TASK DETAILS:
Count the lines of the data below that contain the string "roof", treating uppercase and lowercase as different. Reply with only the number.

Named region outline data:
===

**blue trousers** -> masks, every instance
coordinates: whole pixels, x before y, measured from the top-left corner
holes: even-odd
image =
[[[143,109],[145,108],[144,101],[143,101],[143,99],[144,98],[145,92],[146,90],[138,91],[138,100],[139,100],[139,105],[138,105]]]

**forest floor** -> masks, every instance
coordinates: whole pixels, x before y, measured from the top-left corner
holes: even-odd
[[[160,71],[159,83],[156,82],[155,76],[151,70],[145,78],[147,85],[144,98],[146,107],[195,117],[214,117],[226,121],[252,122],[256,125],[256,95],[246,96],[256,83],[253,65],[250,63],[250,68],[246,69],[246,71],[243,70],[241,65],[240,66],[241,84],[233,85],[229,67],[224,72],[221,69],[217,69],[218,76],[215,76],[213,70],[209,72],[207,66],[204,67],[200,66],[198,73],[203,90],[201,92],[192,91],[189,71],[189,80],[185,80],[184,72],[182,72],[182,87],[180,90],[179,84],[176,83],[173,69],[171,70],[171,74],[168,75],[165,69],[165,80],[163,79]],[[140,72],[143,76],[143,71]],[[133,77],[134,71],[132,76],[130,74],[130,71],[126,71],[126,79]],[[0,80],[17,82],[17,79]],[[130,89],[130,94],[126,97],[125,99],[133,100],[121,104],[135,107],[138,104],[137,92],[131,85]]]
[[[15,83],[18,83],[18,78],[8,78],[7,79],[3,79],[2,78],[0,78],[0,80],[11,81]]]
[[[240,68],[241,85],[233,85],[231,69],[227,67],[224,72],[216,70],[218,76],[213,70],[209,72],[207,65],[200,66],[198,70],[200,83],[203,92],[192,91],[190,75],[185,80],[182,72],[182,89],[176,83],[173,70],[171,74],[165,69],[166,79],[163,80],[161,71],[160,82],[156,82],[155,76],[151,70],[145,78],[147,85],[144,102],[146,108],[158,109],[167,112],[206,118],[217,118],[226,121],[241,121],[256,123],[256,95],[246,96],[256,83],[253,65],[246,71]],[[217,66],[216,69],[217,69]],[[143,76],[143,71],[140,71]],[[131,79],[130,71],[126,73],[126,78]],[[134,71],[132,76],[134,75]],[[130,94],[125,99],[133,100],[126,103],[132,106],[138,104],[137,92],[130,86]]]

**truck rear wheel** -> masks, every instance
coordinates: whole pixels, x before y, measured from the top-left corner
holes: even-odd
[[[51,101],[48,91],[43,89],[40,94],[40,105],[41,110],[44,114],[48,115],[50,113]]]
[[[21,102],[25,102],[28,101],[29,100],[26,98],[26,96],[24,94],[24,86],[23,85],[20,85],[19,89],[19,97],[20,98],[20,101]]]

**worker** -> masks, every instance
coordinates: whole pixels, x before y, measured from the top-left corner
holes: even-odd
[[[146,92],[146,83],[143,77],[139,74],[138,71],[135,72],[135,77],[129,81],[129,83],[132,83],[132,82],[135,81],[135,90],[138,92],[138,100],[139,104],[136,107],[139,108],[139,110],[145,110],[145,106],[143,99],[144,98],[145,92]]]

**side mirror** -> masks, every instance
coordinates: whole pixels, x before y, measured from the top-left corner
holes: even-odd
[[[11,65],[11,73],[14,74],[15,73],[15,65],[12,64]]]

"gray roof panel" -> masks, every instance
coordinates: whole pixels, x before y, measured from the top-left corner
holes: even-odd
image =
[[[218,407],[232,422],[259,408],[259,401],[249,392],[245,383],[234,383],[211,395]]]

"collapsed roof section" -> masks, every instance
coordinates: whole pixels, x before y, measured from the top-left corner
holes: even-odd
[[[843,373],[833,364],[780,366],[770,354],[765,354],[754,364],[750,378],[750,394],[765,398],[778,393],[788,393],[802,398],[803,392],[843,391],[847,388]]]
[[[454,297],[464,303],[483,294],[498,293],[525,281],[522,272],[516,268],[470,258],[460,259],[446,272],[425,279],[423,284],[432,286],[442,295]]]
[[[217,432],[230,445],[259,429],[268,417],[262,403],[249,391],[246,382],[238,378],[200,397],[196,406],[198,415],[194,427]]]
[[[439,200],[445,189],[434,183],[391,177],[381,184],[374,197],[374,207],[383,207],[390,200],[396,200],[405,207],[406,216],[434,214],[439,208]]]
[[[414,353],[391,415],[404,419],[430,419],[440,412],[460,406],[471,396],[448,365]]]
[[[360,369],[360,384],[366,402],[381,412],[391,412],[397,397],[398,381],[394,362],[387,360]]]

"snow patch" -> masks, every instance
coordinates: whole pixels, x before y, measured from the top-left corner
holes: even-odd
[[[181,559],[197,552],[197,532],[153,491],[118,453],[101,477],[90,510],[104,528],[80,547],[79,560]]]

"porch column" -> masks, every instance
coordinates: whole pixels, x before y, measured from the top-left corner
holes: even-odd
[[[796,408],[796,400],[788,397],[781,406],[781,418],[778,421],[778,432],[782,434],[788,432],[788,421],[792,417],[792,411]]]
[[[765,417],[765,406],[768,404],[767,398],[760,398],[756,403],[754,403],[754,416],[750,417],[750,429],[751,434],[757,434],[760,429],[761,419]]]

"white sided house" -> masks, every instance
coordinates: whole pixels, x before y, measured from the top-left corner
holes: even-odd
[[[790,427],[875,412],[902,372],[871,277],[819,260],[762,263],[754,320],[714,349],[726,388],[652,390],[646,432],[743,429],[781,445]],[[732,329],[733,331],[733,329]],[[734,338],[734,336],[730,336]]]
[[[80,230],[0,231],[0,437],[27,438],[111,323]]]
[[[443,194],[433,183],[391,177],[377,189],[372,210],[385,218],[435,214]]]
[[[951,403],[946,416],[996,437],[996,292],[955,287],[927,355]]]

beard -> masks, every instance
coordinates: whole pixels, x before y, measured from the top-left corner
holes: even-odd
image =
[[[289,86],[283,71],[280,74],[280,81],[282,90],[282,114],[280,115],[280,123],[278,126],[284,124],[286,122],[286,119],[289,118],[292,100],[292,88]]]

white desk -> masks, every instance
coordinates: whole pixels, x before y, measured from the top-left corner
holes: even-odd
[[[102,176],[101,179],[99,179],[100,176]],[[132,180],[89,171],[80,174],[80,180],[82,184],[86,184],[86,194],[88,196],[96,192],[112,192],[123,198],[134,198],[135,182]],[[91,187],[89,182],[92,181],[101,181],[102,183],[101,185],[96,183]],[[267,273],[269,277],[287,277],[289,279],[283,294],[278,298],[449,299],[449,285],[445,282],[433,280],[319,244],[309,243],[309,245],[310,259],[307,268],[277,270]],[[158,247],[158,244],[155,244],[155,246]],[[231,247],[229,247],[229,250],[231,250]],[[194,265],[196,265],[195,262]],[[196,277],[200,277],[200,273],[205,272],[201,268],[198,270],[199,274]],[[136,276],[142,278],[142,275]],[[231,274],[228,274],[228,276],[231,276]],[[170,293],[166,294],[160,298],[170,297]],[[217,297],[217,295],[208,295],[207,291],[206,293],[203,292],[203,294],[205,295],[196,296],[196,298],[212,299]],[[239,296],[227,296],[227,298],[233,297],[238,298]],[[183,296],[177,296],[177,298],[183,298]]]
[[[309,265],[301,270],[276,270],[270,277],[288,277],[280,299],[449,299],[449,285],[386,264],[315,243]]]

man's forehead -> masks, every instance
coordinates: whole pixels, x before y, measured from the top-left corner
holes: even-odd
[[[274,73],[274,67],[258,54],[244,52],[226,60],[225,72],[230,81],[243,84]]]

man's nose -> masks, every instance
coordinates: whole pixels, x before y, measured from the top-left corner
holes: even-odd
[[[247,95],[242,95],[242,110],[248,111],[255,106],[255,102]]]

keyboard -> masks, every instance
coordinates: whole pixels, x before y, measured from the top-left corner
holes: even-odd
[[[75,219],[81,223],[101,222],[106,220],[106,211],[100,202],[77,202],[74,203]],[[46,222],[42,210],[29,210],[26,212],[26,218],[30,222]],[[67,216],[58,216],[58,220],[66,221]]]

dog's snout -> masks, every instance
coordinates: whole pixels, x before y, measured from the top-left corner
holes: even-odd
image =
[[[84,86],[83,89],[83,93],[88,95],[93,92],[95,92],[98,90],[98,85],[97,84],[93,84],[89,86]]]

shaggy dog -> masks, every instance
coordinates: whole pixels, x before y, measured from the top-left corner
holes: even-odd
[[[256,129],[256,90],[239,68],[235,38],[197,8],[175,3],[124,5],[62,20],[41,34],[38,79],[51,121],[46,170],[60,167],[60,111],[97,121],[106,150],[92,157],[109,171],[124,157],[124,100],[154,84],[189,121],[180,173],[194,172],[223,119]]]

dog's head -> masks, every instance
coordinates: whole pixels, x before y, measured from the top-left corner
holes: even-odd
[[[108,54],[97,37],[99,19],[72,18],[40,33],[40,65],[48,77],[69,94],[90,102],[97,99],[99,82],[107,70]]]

===

FINAL RESULT:
2